AANGELEVERDE TEKST
____________

30.8.09

Controlfreak

Lieve onbekende,

Daar in mijn hoofd, daar waar alles van mij is. Ik schrijf je, ook al weet ik dat het niet en nooit zal aankomen, tot ik het zelf toegeef. Ik geef niet toe, ik geef nooit toe. Alles tikt in mijn hoofd, alles draait en duwt me in de verkeerde richting. Je maakt alles kapot, ik wil je niet meer, onbekende. Jij bent waar mijn leven om draait, die mij draait. Jij bent mij. Ik laat je achter, hier en nu, ook al hou ik je te veel vast, onbewust. Lieve, lieve onbekende, je schrikt ze af. You're all over me, maar ik laat je los. Ik zei het eerder, vaker, onbekende. Ik herinner het me, ik weet het. Ik weet dat we niet zonder elkaar kunnen, ik vraag alles aan jou. Ik heb je nodig, om te kunnen leven. Leugens, nothing more. Je hebt niet het beste met me voor, ik gooi je weg. Je hebt nog veel anderen in je macht, het doet pijn. Ik kan het niet zien, hoe jij ze kapot maakt, terwijl zij denken dat ze zichzelf kapot maken. Of juist, niet kapot. Ik ben kapot. Jij kan me niet maken, onbekende. Deze keer niet. I'm no pretender.

Liefs, je controlfreak.

29.8.09

Curriculum Vitae



Naam: Lisa.
Achternaam?
Liever niet, en laat dat gezeik over adres, woonplaats, postcode en telefoonnummers ook maar zitten.
Waarom dat?
Waarom niet?


Opleiding:
Afleiding, concentratiestoornissen en massa's chocola.

____________

RIJEN
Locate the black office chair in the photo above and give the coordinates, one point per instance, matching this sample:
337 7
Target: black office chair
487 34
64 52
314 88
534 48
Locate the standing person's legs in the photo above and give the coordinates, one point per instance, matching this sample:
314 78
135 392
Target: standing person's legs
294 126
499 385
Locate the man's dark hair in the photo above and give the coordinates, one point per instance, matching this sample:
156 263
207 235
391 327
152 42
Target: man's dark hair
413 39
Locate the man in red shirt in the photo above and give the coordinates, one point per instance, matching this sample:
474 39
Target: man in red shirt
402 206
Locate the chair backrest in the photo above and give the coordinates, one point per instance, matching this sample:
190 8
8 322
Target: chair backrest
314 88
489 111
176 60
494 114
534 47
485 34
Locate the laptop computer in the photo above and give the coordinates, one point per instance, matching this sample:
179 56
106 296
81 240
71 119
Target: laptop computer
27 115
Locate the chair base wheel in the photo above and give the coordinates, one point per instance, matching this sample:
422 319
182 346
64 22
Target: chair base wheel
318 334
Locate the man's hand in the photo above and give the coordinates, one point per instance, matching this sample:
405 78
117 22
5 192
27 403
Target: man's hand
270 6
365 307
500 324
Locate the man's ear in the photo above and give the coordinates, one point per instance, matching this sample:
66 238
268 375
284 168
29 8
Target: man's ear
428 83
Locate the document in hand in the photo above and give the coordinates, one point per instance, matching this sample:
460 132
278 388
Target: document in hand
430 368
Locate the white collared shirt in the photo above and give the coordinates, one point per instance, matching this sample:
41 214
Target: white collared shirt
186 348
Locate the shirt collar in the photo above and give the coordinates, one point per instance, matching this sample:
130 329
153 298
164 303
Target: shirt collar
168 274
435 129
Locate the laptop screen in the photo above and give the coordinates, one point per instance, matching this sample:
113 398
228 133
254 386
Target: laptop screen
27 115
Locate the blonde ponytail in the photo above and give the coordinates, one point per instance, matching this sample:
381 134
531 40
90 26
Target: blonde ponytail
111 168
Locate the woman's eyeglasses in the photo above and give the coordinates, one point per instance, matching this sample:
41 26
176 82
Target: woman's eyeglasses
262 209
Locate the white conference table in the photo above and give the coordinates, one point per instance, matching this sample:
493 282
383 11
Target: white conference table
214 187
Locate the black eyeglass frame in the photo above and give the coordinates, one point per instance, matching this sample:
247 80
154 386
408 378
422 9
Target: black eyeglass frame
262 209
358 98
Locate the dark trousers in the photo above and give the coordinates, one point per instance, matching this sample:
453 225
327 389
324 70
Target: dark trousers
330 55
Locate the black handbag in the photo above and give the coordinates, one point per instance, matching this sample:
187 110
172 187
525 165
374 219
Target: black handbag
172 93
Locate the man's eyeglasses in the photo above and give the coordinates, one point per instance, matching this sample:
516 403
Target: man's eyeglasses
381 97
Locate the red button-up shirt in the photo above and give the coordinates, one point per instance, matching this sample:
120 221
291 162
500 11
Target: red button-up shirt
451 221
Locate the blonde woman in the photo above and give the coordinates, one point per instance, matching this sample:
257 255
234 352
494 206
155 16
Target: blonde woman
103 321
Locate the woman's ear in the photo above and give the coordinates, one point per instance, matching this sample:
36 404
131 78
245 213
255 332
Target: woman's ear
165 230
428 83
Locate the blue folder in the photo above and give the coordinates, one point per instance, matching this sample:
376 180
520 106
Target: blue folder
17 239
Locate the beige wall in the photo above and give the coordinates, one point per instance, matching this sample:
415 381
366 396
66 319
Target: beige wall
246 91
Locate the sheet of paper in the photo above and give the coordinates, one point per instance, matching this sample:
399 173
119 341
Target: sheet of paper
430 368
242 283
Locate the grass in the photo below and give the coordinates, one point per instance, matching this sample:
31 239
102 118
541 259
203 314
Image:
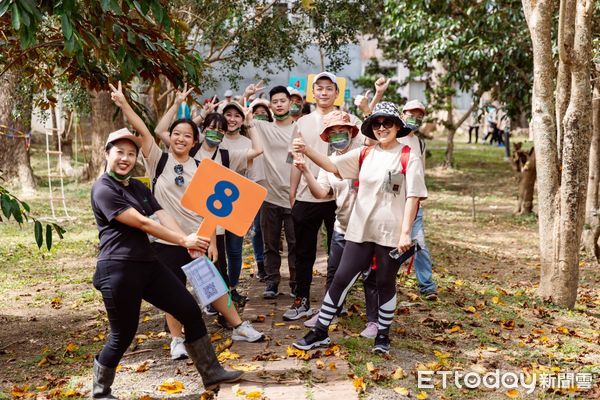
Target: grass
489 262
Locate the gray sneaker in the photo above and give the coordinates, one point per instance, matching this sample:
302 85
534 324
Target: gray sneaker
300 309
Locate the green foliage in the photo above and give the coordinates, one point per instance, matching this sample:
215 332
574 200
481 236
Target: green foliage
13 207
482 46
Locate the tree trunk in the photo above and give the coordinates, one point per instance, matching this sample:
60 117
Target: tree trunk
14 157
561 185
591 228
103 111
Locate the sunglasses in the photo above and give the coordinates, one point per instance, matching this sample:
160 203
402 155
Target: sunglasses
387 124
179 181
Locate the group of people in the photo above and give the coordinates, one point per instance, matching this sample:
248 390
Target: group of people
364 181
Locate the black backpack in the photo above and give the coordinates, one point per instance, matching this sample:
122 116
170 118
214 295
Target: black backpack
165 156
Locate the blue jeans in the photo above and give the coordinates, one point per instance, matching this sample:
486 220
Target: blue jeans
233 248
257 240
422 262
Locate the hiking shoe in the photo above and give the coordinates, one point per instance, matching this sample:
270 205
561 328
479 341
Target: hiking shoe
314 338
210 310
298 310
246 332
312 322
270 292
178 351
238 299
431 296
370 331
382 344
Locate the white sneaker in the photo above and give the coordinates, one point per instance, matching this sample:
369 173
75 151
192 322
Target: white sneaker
312 322
178 351
246 332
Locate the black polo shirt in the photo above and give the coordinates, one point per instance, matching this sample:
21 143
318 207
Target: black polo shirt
119 241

____________

TE ONDERNEMEN STAPPEN
1. Beantwoord de volgende vragen over de aangeleverde tekst:
(a) Welke datum staat boven het stuk met de titel „Controlfreak”?
(b) Welke naam staat achter „Naam:”?
(c) Wat wordt er vermeld onder „Opleiding:”?
2. Noem alle gegevens die in de aangeleverde tekst worden opgesomd in de zin die begint met „Liever niet”.

OPLOSSINGEN PER OPDRACHT
1.
(a) 30.8.09
(b) Lisa
(c) Afleiding, concentratiestoornissen en massa's chocola

2. adres, woonplaats, postcode, telefoonnummers